_Aim_: From the records below, collect every line that contains the word "earring" and copy each one in full.

_Entries shown_:
⁂

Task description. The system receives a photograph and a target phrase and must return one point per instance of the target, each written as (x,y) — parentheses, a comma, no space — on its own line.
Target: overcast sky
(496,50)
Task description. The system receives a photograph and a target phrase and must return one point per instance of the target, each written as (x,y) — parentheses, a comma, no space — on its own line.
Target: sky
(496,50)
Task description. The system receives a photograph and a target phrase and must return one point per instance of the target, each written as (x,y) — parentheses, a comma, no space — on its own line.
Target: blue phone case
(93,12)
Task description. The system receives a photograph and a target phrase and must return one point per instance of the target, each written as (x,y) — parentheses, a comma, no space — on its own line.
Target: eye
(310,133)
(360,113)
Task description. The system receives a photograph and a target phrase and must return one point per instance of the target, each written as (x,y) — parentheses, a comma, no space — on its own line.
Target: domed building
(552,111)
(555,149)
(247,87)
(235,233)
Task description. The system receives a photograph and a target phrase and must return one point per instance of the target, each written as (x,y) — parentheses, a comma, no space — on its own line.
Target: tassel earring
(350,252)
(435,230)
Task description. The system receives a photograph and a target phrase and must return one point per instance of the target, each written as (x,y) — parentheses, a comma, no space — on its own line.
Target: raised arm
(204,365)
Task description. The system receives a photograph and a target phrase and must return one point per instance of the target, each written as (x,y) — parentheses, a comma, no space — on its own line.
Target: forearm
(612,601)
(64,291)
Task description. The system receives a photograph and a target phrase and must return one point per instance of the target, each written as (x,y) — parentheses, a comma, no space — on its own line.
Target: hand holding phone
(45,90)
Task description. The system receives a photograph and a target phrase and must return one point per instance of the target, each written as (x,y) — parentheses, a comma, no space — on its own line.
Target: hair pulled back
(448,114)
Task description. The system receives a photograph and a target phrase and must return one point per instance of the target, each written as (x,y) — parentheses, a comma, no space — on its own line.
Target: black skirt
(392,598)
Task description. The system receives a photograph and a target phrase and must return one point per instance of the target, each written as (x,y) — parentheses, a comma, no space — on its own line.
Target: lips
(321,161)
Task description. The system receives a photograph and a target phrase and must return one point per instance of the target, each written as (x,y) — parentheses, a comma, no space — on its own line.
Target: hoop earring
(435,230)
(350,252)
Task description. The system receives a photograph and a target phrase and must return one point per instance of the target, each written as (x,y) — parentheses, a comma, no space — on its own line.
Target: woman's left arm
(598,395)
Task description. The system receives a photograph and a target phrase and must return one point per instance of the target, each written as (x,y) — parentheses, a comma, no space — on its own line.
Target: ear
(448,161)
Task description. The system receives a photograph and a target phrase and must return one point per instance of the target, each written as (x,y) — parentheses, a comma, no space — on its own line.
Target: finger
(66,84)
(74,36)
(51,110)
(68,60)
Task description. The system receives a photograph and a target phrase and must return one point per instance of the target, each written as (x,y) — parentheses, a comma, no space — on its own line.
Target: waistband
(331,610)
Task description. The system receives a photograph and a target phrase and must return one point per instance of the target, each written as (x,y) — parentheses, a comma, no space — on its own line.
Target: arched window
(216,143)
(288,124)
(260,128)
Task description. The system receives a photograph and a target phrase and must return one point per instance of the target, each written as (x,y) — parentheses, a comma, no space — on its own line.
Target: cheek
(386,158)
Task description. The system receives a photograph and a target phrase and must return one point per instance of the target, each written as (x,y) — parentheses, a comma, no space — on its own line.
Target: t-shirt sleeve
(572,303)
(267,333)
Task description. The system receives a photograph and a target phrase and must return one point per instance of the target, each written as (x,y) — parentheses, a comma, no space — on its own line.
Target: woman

⁂

_Task output_:
Target: tassel earring
Target: hoop earring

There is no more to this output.